> _Text excerpt_:
Left shift operator is $L:\ell^2\to\ell^2$ defined by $$(x_1,x_2,x_3,x_4,\ldots)\mapsto (x_2,x_3,x_4,\ldots).$$
This is not an isometry apparently, so $\|Lx\|\ne \|x\|$.
Does this mean $\|L\|\ne1$?
[Math] Norm of a left shift operator
operator-theory
Best Answer
No, Consider $L: \ell_2 \to \ell_2$. Since $\vert \vert L \vert \vert_{op} = \sup_{\vert \vert x \vert \vert_2 =1} \vert \vert L(x) \vert \vert_2 $
Since $\vert \vert L(x) \vert \vert_2^2 = \sum_{i \geq 2} x_i^2$ and $\vert\vert x \vert\vert_2 = \sum_{i \geq 1} x_i^2$ it is clear that $ \vert \vert L(x) \vert \vert_2 \leq \vert \vert x \vert \vert_2^2 $
but take $e_2=(0,1,0,0,\ldots)$, $L(e_2) = (1,0,0, \ldots)$ $$\vert \vert L(e_2) \vert \vert_2 = 1 = \vert \vert e_2 \vert \vert_2 $$
so $\vert\vert L \vert\vert_{op} = 1$
remark: $\ell_2 = \{x = (x_1, x_2, \ldots) \mid x_i \in \mathbb{R}, \sum_{i \geq 1}x_i^2 < \infty\}$

> _Instruction 1_:
Rewrite the records from the line that contains "Outline every instance of the blue sky." through the end of the records. Change "snow-covered bank" to "frozen riverbank" and leave everything else unchanged.

> _The data_:
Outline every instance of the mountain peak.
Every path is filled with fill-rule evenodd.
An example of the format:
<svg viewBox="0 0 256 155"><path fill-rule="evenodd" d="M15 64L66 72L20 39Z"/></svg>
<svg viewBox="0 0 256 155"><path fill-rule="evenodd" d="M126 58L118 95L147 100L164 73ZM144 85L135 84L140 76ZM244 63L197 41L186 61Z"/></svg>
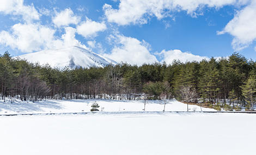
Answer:
<svg viewBox="0 0 256 155"><path fill-rule="evenodd" d="M82 47L72 46L68 48L43 50L19 56L29 62L40 64L49 64L52 67L60 69L68 66L71 68L92 66L103 67L117 62Z"/></svg>

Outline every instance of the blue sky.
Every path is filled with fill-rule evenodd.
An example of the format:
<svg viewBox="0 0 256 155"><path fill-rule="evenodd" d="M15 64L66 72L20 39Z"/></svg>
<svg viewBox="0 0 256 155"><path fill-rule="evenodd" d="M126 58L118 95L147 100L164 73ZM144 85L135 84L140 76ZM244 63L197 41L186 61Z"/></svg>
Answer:
<svg viewBox="0 0 256 155"><path fill-rule="evenodd" d="M255 60L255 0L0 3L0 50L13 56L76 45L138 64L234 51Z"/></svg>

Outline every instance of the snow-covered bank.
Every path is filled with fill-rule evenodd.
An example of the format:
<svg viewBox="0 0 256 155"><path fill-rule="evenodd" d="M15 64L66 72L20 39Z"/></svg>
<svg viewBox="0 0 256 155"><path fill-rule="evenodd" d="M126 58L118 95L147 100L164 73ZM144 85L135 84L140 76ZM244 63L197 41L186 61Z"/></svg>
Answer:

> _Instruction 2_:
In the thread on the norm of the left shift operator, which vector does the answer use to show that the operator norm equals 1?

> _Finished answer 1_:
Outline every instance of the blue sky.
Every path is filled with fill-rule evenodd.
An example of the format:
<svg viewBox="0 0 256 155"><path fill-rule="evenodd" d="M15 64L66 72L20 39Z"/></svg>
<svg viewBox="0 0 256 155"><path fill-rule="evenodd" d="M126 58L118 95L147 100L164 73ZM144 85L135 84L140 76ZM244 63L197 41L186 61Z"/></svg>
Answer:
<svg viewBox="0 0 256 155"><path fill-rule="evenodd" d="M255 60L255 0L0 3L0 50L13 56L76 45L138 64L234 51Z"/></svg>

Outline every instance of the frozen riverbank.
Every path is filled with fill-rule evenodd.
An example of the format:
<svg viewBox="0 0 256 155"><path fill-rule="evenodd" d="M15 64L66 72L20 39Z"/></svg>
<svg viewBox="0 0 256 155"><path fill-rule="evenodd" d="M126 58L118 95L147 100L164 73ZM144 85L135 84L140 76ZM244 63L197 41L186 61Z"/></svg>
Answer:

> _Finished answer 2_:
The vector e_2 = (0, 1, 0, 0, …), whose image under L has norm 1, the same as its own.